Update the stretch of records from the line containing "point: door panel, one" through the end of the records by replacing "closet door" with "wardrobe door" and leaving everything else unchanged. Give back only those lines.

EXERCISE MATERIAL start

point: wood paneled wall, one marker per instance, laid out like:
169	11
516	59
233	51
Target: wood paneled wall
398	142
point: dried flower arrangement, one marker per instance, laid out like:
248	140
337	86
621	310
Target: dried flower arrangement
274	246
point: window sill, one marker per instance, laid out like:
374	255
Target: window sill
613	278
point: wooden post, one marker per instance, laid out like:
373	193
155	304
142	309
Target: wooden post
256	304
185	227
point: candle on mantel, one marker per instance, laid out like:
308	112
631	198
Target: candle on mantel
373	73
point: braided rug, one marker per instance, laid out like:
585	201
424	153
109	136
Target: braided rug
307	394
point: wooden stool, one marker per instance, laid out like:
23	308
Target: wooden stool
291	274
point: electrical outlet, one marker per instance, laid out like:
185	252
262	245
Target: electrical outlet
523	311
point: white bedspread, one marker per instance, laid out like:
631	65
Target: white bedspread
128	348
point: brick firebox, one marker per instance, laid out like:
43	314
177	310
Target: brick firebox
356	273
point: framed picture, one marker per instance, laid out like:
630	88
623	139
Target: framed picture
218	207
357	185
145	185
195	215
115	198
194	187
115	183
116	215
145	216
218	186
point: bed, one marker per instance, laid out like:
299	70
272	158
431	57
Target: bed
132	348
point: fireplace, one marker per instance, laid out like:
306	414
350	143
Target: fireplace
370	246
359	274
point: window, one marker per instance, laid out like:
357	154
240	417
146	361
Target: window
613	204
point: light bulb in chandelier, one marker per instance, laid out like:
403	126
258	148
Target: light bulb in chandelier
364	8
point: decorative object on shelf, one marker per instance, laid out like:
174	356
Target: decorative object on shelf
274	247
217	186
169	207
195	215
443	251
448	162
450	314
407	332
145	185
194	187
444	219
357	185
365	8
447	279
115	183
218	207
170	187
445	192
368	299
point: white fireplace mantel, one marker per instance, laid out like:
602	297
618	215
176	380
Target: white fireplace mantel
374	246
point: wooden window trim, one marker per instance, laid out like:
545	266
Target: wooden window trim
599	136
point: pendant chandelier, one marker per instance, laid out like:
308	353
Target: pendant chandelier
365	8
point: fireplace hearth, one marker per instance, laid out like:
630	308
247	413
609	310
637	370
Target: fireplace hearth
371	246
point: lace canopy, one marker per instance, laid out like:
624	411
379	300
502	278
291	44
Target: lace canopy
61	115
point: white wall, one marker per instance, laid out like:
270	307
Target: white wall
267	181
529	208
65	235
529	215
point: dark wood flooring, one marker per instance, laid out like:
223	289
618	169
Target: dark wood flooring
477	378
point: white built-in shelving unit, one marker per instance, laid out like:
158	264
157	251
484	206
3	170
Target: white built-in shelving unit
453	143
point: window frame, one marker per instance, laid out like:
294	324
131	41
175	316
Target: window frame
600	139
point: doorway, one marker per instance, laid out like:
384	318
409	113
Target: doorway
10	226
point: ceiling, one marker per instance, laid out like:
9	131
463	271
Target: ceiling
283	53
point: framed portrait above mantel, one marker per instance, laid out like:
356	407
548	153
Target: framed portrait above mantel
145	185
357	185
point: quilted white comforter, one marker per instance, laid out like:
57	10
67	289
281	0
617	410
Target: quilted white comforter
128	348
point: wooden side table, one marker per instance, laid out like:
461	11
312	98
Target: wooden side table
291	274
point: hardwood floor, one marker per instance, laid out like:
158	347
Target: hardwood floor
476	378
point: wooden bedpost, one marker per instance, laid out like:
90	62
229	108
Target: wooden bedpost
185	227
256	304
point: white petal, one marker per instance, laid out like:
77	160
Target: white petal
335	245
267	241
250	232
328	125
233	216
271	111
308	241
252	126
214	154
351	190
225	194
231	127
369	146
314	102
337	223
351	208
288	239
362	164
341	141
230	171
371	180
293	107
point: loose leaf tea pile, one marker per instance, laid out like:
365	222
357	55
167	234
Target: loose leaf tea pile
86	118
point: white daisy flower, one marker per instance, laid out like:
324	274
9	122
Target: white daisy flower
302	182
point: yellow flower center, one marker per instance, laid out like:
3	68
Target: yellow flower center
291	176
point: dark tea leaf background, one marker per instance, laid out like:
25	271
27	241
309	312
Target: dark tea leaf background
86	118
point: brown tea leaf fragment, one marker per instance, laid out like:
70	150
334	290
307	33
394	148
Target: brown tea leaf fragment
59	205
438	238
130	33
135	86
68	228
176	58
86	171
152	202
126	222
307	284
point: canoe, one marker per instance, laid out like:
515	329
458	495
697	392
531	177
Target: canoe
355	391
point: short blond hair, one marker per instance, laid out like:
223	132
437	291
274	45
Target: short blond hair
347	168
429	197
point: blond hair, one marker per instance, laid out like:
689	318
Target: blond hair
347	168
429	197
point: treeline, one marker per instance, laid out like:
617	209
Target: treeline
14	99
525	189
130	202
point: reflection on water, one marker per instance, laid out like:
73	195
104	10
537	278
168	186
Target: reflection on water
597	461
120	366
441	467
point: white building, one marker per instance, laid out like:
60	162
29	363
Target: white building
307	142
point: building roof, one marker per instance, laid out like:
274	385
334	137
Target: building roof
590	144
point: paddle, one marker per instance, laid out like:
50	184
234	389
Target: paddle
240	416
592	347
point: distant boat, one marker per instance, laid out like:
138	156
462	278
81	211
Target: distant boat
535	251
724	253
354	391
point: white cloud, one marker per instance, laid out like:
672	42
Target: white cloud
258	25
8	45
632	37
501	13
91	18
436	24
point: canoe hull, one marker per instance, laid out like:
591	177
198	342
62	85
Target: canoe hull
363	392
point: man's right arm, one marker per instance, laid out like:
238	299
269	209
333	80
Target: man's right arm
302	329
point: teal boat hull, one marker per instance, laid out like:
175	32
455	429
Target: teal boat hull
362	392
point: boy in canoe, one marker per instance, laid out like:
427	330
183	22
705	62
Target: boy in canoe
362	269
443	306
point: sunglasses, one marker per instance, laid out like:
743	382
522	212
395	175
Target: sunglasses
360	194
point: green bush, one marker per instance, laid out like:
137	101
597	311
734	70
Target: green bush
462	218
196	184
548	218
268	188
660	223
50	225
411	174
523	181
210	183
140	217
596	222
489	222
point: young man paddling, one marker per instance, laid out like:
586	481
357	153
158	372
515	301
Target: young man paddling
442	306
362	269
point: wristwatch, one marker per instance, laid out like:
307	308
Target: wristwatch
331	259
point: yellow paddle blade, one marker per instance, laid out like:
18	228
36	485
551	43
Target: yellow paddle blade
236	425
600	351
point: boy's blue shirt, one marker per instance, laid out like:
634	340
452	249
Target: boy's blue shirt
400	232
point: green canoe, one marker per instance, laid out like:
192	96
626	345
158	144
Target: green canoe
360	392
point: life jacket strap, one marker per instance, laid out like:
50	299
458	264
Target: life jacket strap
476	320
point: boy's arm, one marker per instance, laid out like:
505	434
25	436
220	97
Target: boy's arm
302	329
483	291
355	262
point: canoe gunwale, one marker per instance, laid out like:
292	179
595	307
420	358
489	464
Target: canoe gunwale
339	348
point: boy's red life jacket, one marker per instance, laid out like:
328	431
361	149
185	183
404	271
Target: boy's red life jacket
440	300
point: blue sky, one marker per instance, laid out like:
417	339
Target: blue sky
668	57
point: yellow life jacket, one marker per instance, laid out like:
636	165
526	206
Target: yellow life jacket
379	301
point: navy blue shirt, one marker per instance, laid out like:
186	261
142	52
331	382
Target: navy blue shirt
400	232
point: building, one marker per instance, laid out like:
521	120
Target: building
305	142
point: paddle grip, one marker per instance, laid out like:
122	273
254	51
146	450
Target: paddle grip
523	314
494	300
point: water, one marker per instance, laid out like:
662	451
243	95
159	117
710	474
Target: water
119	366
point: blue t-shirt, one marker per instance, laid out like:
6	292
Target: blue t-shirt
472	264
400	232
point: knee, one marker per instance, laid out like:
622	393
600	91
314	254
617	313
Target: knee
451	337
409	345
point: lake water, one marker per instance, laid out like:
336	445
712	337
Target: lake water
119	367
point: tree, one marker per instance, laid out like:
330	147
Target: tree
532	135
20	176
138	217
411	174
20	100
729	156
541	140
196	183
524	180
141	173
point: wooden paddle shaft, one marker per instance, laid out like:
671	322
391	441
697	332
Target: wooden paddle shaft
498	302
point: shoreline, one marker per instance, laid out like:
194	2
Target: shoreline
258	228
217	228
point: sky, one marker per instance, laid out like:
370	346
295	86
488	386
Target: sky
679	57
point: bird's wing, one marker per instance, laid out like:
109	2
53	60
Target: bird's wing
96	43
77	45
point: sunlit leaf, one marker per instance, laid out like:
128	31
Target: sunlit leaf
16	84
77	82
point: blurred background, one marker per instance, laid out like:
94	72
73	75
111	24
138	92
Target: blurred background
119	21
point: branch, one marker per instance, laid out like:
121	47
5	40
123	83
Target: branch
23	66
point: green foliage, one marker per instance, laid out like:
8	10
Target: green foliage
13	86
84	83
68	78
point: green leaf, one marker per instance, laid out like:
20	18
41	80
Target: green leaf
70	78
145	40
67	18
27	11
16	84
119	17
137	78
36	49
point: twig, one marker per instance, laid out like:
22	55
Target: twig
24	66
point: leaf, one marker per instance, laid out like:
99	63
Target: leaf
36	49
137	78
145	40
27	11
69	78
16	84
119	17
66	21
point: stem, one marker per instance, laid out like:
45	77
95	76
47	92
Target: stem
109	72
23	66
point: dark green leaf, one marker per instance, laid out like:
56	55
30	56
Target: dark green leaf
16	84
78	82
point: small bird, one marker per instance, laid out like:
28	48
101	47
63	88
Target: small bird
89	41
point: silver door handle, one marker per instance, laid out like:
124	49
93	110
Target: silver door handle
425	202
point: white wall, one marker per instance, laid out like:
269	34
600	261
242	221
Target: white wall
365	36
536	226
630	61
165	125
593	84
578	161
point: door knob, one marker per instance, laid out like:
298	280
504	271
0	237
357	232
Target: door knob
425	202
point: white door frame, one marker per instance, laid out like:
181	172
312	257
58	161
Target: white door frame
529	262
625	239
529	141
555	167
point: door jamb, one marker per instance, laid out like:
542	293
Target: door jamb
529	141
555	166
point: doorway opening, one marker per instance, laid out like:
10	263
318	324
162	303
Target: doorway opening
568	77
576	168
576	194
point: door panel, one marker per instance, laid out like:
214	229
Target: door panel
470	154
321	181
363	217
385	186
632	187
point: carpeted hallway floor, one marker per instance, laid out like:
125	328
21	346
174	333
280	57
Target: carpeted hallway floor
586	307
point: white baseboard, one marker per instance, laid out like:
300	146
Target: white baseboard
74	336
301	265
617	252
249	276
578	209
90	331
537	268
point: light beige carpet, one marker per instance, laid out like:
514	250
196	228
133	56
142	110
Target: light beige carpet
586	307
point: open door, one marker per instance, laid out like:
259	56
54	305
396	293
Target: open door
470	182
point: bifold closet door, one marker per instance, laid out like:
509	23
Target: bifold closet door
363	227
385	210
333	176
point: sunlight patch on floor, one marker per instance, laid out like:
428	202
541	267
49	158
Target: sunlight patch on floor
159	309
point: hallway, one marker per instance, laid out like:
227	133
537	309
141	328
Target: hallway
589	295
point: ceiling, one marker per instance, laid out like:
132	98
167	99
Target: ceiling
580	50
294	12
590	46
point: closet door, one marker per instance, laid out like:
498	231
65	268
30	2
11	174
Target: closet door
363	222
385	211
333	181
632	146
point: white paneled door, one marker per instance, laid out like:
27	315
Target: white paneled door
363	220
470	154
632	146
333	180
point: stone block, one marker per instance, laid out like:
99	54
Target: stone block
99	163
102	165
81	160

EXERCISE MATERIAL end

ANSWER TO THIS TASK =>
point: door panel, one marker per instance, laid out like:
214	229
Target: door panel
470	154
321	181
363	217
385	186
632	187
point: carpeted hallway floor, one marker per instance, laid out like:
125	328
21	346
174	333
280	57
Target: carpeted hallway floor
586	307
point: white baseboard, one marker per instance, laid out like:
300	146
Target: white baseboard
74	336
301	265
617	252
249	276
578	209
90	331
537	268
point: light beige carpet, one marker per instance, laid out like:
514	250
196	228
133	56
142	110
Target: light beige carpet
586	307
point: open door, one marker per instance, laid out like:
259	56
54	305
396	293
Target: open door
470	182
point: bifold wardrobe door, one marker per instance, laid out like:
509	23
Target: bifold wardrobe door
363	227
385	210
333	176
point: sunlight patch on floor, one marker per instance, laid out like:
428	202
541	267
49	158
Target: sunlight patch on floor
159	309
point: hallway, one marker per instance, laid out like:
227	133
537	309
141	328
Target: hallway
589	295
point: ceiling, one marker per instance, laid out like:
132	98
167	99
Target: ceiling
580	50
294	12
590	46
point: wardrobe door, one marker per instance, laid out like:
498	231
65	268
30	2
11	174
Target: wardrobe door
363	222
385	211
333	181
632	146
point: white paneled door, one marker per instance, laid out like:
27	315
Target: white paneled door
363	220
470	154
632	146
333	180
point: stone block, one marker per instance, laid out like:
99	54
Target: stone block
99	163
102	165
81	160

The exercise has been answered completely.